> _PASSAGE SHOWN_
......
People in Europe, and even here, warn that this is the right time for ‘concessions’ to the Palestinians, if not for the sake of freedom, then for the sake of peace, and if not for the sake of peace, then for the sake of Tony Blair, whose face we must save. And now we’re all waiting for the famous Road Map, not that anything will ever come of it. Even the settlers aren’t speaking out against it. For years the Americans told us the settlements were ‘an obstacle to peace’, but they never did anything about dismantling them; we have defied dozens of UN resolutions and developed the worst weapons of mass destruction – chemical, biological and atomic (for defending ourselves, of course). Did the Americans mean what they said? Did they try to implement the UN resolutions? No, because the Americans need us. Because, contrary to what self-righteous European columnists write, stability in the Middle East is not a necessity for the US.

What are the lessons America can learn from Israel? First, that enormous damage was done when pictures from Sabra and Shatila were sent all over the world. So in Jenin we kept the journalists out: they’re not to be trusted. Next, that America and Britain needn’t worry about justifying the war on Iraq. Israel didn’t have a real, still less a legal, reason to invade Lebanon. And we lost that war. No one’s going to worry about the reasons you went to war after you’ve won. Forget about the weapons of mass destruction that the US Congress and British Parliament took as their casus belli. Make sure you say all the right things about freedom for the Iraqi people, regional threats, democracy, universal values, the market economy. (Memorial days, by the way, are great. Peace movements don’t dare interfere with memorial days.)
......
> _GIVEN INFORMATION_
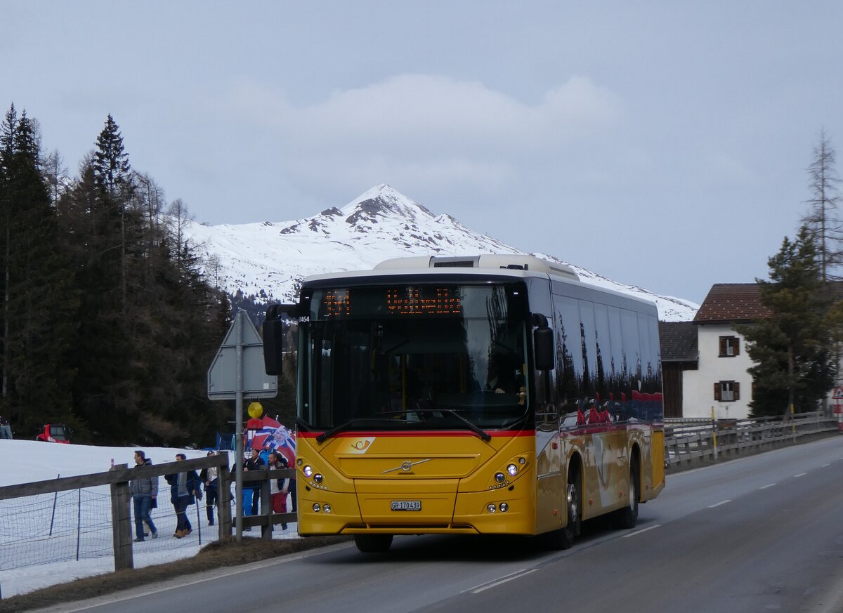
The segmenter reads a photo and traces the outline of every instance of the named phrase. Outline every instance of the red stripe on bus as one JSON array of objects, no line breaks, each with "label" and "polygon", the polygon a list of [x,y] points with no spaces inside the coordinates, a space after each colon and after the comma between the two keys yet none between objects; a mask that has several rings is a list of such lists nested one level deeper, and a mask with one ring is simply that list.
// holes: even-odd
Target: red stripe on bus
[{"label": "red stripe on bus", "polygon": [[[297,436],[304,439],[315,439],[317,436],[321,434],[321,432],[298,432]],[[535,430],[492,430],[489,433],[490,436],[535,436]],[[395,432],[395,430],[348,430],[346,432],[342,432],[338,434],[335,434],[331,438],[334,439],[345,439],[360,436],[476,436],[475,433],[470,430],[455,432],[454,430],[425,430],[419,432]]]}]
......
Can you carry the commentary on what America can learn from Israel forward from its last sentence? Nothing in the data matters here.

> _ANSWER BOX_
How to end the war is another thing you could learn from us. You can end it whenever you want; ending a war is an ongoing process. The war in Lebanon officially ended in 1985, but in fact Israel finally withdrew in 2000, driven out by three hundred partisans. No matter why Bush and Blair get out, or when, they should make sure it isn’t said that they were driven out by partisans, or members of the resistance, or the Iraqi underground, or freedom fighters. Muslim militiamen, however, can never be freedom fighters if they fight against their own liberators, who came in the name of freedom. Thirty-five years ago, Israel invented an untranslatable word to describe any Palestinian the military wanted to kill or arrest: Mekhabel (in the plural, Mekhablim). Its untranslatability was crucial: the point was to foreclose any universalisation. The closest English equivalent would be ‘saboteur’ (‘he who comes to disrupt’). But Mekhabel isn’t a euphemism; it was a new name that could be given to any Palestinian – and later to any Lebanese, or any Arab guerrilla, or terrorist, or school, or hospital (it can be used for buildings as well as people). Tens of thousands have been arrested, tortured, expelled or killed for being Mekhablim.

It’s important for the Anglo-American axis to find a name for the resistance fighters they will encounter in Iraq. But they shouldn’t use the old colonial names. It would be a mistake to copy Churchill’s vocabulary when he ordered the gassing of rebellious Iraqis. ‘I am strongly in favour,’ he wrote to Hugh Trenchard, the Chief of the Air Staff, in February 1920, ‘of using poison gas against uncivilised tribes.’

There is one big difference between Israel and the Anglo-American axis: Israel ignored Lebanese nationalism and was defeated. Bush and Blair can ignore Iraqi nationalism and win. They can do this because they have the power to erase it – democratically, of course.